#### Brano:
Let your laughter fill the room

Ho discusso tante volte con Mai in questi anni, e il colore dei semafori è stato uno dei tanti nostri campi di battaglia.

Oggi, durante il nostro giro da IKEA per comprare un po’ di cose per la casa al mare, si è riaccesa una guerra mai sopita.

Pensavo fosse una semplice manifestazione della sua solita accattivante follia quando mi diceva “Vai, parti, il semaforo è diventato BLU”.

I miei tentativi di avere una spiegazione hanno sempre dato scarsi risultati. Le chiedevo “Ma in Giappone la luce blu, invece del verde, indica che si può passare?”

Mi sono sempre sentito rispondere “No, anche da noi sono verdi, però in Giappone diciamo che la luce è blu… Adesso però guida e stai attento al traffico”.

A quel punto balbettavo qualcosa di sconnesso e poi tacevo, ingranando la prima.

Mai, oggi da IKEA nel reparto lenzuola

Già sapete della mia decennale guerra contro il mondo dei colori (link), e visto che la mia personale ricerca della verità mi ha sempre portato a dubitare delle certezze, ho deciso di indagare.

Ho quindi scoperto che esiste una intera pagina di wikipedia dedicata al tema “Distinguishing blue from green in language” (link). Pare infatti che la distinzione linguistica tra i due colori sia diversa per ogni lingua, ed in molti casi assolutamente nulla. ad esempio:

“The Japanese word ao (n., aoi (い, adj.) can refer to either blue or green depending on the situation.”

Depending on the situation!
La mia vittoria! L’ennesima!

“L’occhio umano è dotato di due tipi di cellule fotorecettive: i bastoncelli e i coni. Le cellule cono si raggruppano nella fovea, l’area centrale della retina. Fuori dalla fovea la densità dei coni diminuisce, e a predominare sono i bastoncelli. I coni sono responsabili dell’acuità visiva e della percezione dei colori, ma funzionano in modo ottimale soltanto in condizioni di luce intensa. Quando i livelli di luce calano, l’occhio passa a servirsi dei bastoncelli.

#### Dati estratti:
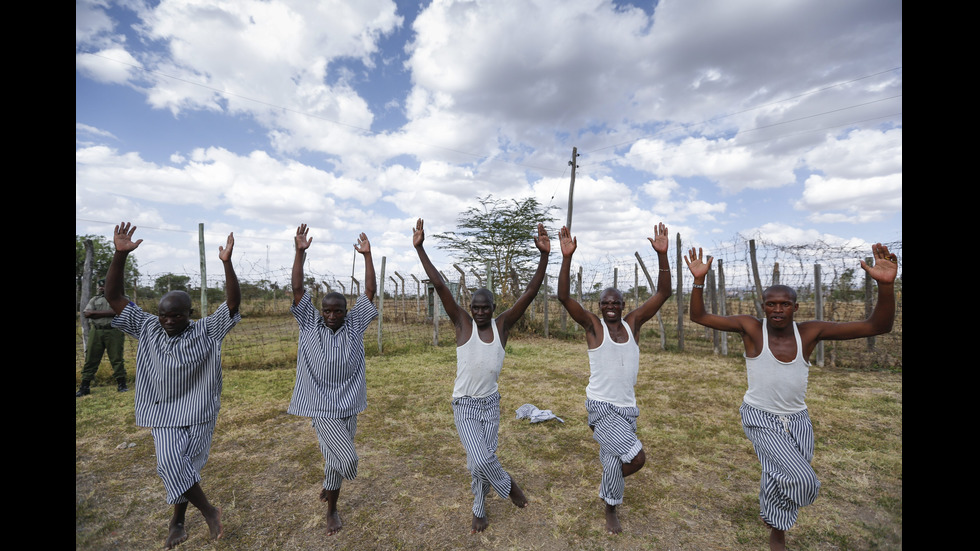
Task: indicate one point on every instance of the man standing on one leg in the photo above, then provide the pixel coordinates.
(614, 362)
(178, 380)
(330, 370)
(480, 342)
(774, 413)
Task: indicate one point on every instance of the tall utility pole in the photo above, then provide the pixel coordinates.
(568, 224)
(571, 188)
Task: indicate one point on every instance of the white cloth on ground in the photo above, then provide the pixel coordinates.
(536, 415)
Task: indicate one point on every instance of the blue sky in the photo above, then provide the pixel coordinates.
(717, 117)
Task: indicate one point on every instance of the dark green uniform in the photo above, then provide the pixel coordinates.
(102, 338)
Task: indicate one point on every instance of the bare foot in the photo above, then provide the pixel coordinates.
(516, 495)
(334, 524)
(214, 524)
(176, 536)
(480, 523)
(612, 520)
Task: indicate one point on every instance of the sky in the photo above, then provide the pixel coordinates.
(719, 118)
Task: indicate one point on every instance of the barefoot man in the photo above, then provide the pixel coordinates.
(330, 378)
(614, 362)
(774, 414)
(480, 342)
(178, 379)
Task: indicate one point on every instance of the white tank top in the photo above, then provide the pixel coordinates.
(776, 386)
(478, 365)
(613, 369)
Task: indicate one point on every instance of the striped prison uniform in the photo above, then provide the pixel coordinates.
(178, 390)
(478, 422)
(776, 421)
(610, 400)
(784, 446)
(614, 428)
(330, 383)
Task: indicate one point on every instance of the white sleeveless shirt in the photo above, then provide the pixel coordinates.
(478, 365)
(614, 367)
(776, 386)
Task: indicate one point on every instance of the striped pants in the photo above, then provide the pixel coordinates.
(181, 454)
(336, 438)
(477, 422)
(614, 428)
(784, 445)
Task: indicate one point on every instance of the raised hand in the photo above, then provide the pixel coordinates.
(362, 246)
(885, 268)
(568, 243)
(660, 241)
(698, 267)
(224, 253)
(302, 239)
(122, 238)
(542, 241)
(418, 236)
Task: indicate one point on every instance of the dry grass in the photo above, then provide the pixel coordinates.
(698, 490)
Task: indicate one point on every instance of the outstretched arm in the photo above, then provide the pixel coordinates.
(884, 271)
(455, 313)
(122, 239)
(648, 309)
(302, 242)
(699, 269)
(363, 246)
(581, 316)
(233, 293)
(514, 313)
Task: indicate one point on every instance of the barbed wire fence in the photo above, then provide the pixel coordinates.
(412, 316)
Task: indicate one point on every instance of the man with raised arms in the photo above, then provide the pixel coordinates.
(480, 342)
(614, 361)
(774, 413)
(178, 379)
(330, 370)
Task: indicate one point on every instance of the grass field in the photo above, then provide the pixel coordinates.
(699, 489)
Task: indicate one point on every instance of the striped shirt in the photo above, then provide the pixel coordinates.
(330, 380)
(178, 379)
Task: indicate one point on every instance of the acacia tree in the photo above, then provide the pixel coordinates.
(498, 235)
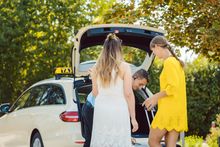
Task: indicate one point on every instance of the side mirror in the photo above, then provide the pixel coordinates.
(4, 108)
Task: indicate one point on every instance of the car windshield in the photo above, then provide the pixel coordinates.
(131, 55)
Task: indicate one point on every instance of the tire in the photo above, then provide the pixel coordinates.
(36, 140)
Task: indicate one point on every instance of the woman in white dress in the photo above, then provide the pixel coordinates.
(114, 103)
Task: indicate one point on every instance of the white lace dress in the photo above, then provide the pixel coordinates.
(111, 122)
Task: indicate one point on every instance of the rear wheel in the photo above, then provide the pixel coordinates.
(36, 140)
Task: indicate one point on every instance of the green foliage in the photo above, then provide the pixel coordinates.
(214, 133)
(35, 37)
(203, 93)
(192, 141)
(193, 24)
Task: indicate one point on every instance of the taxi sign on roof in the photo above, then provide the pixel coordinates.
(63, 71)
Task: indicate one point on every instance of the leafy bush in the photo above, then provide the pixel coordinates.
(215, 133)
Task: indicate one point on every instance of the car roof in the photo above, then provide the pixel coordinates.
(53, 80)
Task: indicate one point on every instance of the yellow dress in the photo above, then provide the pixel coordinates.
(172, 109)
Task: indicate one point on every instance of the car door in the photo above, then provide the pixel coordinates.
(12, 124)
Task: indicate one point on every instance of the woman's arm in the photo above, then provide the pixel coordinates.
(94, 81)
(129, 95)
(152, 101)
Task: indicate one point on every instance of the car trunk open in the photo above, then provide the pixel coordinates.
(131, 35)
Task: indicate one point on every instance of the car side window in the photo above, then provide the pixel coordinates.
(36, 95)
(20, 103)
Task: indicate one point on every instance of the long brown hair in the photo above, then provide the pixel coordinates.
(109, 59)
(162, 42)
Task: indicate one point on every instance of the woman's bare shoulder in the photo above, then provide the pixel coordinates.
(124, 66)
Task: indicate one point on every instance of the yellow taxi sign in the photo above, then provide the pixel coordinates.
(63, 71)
* * *
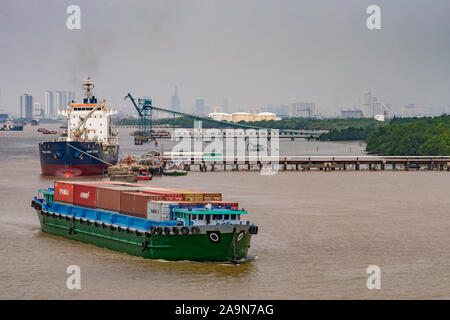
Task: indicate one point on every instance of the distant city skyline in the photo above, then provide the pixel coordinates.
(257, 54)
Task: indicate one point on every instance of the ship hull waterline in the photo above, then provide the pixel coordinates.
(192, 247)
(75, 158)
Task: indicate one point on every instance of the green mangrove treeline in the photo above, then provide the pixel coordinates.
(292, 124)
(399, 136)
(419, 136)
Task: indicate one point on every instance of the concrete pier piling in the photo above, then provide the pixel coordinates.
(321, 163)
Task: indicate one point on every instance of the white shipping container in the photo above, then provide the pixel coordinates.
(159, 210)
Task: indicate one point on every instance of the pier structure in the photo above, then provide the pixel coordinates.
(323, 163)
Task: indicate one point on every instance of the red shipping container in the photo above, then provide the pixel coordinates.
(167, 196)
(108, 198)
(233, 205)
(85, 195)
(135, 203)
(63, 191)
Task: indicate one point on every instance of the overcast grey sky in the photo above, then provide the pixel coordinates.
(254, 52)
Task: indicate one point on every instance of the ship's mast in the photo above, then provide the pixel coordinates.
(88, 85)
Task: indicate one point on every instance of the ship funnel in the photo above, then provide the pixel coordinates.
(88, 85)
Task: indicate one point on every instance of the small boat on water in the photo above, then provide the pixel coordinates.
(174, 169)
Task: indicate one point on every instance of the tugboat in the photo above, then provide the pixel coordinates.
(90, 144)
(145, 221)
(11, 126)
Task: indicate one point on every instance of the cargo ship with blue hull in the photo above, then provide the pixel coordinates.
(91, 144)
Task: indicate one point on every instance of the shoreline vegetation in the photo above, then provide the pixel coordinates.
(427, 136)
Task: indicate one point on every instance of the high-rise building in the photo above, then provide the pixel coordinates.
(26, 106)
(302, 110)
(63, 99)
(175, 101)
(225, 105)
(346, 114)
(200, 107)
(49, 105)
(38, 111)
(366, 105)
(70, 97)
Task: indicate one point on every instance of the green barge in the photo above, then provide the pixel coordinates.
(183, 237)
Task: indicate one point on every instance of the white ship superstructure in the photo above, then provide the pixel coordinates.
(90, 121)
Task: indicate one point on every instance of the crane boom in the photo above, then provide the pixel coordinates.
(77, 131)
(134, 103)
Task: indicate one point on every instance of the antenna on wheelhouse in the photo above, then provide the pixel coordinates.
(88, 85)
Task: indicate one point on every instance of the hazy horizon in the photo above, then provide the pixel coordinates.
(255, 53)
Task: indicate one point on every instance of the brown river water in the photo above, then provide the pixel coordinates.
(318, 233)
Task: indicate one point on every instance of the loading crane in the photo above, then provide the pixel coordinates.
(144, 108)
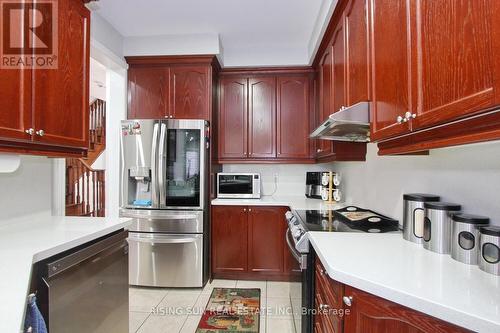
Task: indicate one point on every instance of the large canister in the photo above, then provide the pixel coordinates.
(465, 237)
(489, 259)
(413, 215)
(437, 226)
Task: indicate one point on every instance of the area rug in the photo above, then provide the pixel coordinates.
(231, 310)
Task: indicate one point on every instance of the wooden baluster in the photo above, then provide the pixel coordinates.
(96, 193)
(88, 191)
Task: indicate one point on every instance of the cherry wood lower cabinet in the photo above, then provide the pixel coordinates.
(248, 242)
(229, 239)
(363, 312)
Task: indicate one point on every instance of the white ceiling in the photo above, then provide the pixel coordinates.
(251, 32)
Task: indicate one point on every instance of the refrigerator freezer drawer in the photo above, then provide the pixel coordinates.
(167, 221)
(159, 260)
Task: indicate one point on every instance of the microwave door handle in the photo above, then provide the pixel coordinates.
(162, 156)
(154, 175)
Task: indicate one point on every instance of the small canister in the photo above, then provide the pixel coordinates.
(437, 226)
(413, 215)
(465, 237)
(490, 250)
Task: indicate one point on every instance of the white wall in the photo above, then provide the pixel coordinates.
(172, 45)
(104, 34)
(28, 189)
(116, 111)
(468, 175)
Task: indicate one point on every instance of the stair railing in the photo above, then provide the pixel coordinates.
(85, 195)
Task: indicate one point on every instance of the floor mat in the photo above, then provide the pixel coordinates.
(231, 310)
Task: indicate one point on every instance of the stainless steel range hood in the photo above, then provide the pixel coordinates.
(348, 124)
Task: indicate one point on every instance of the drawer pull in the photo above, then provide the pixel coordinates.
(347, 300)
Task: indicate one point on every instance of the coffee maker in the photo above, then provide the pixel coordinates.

#### Compiti:
**A)** Stampa dal testo sul semaforo blu il tratto da "A quel punto" fino a "on the situation!".
**B)** Prosegui il testo sul semaforo blu dopo l'ultima frase riportata.

#### Risposte ai compiti:
**A)**
A quel punto balbettavo qualcosa di sconnesso e poi tacevo, ingranando la prima.

Mai, oggi da IKEA nel reparto lenzuola

Già sapete della mia decennale guerra contro il mondo dei colori (link), e visto che la mia personale ricerca della verità mi ha sempre portato a dubitare delle certezze, ho deciso di indagare.

Ho quindi scoperto che esiste una intera pagina di wikipedia dedicata al tema “Distinguishing blue from green in language” (link). Pare infatti che la distinzione linguistica tra i due colori sia diversa per ogni lingua, ed in molti casi assolutamente nulla. ad esempio:

“The Japanese word ao (n., aoi (い, adj.) can refer to either blue or green depending on the situation.”

Depending on the situation!

**B)**
In situazioni di scarsa luminosità le cellule bastoncello lavorano in piena efficienza. Ciò nonostante non percepiamo i colori – solo il bianco, il nero e la scala di grigi tra l’uno e l’altro. La scala di grigi è la loro approssimazione al colore: ghosting in, «l’effetto fantasma» è il nome dato dagli studiosi di ottica al risultato della percezione dei bastoncelli. E’ per questo motivo che al chiaro di luna il mondo appare privo di colore, e affida invece la propria espressione a sfumature sottili ma malinconiche.”

Il nostro carrello, con stendino nuovo, piatti, bicchieri, apple cider e patatine svedesi

Forse quindi tutto dipende dalla luce sotto cui vediamo le cose.
E io sono sempre stato convinto del fatto che un po’ più di buio farebbe bene a tutti.

“Nottambulismo vuol dire camminare di notte, e l’etimologia ci dà il permesso di farlo tanto dormendo quanto da svegli. In genere chi va in giro di notte si muove in cerca di malinconia, o meglio, di quel particolare tipo di malinconia che stimola l’immaginazione. Franz Kafka scriveva che quando passeggiava di notte si sentiva come un fantasma tra gli uomini: «privo di peso, di ossa, di corpo».

[…]

L’Homo Sapiens si evoluto come una specie diurna, che dà il meglio di sé alla luce del sole, poco adatta a destreggiarsi di notte. E’ uno dei motivi che ci hanno spinto a escogitare sistemi raffinati per illuminare le nostre vite, per neutralizzare i diritti accampati dal buio, per contrastare il ritmo circadiano.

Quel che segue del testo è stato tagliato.